**TASK STATEMENT**
Reproduce word for word the part of the excerpt on range migration below that begins at the words "The first step" and ends after the words "denotes conjugation operation.".

**EXCERPT PROVIDED**
----
The first step in traditional RMA is the RFM. The reference function in 2D frequency domain can be chosen as conj[S_2df(f_τ,f_η;T_ref)], which is the conjugated 2D spectrum of the reference target. T_ref denotes the reference point target and conj[•] denotes conjugation operation.

The RFM operation can be expressed as follows:

$$\begin{array}{ll}{\mathit{S}}_{\mathit{RFM}}(f_{\tau },f_{\eta };\mathrm{T})& ={\mathit{S}}_{\mathbf{2}\mathit{df}}(f_{\tau },f_{\eta };\mathrm{T})\mathrm{conj}\left[{\mathit{S}}_{\mathbf{2}\mathit{df}}(f_{\tau },f_{\eta };{\mathrm{T}}_{\mathrm{ref}})\right]\\ & ={\mathit{W}}_{\mathit{r}}(f_{\tau }){\mathit{W}}_{\mathit{a}}(f_{\eta })\exp \left[-j\frac{4\pi (r-r_{ref})}{c}\sqrt{{\left(f_0+f_{\tau }\right)}^2-\frac{c^2{f}_{\eta }^2}{4v^2}}\right]\end{array}$$

(4)

The RFM operation completely cancels the range migration of all targets at the reference range. Nevertheless, the RFM only partly corrects the range migration of targets at other ranges. Therefore, a subsequent Stolt interpolation is implemented so as to compensate the residual quadratic and higher order phase modulation. In the scenario of uniform linear motion, The Stolt interpolation is defined as follows:

$$\sqrt{{\left(f_0+f_{\tau }\right)}^2-\frac{c^2{f}_{\eta }^2}{4v^2}}=f_0+f_{\tau }^{\prime }$$

(5)
----
**STORED DATA**
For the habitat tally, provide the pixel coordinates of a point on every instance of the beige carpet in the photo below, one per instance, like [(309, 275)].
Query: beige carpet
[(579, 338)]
----
**ANSWER TO THIS PROBLEM**
The first step in traditional RMA is the RFM. The reference function in 2D frequency domain can be chosen as conj[S_2df(f_τ,f_η;T_ref)], which is the conjugated 2D spectrum of the reference target. T_ref denotes the reference point target and conj[•] denotes conjugation operation.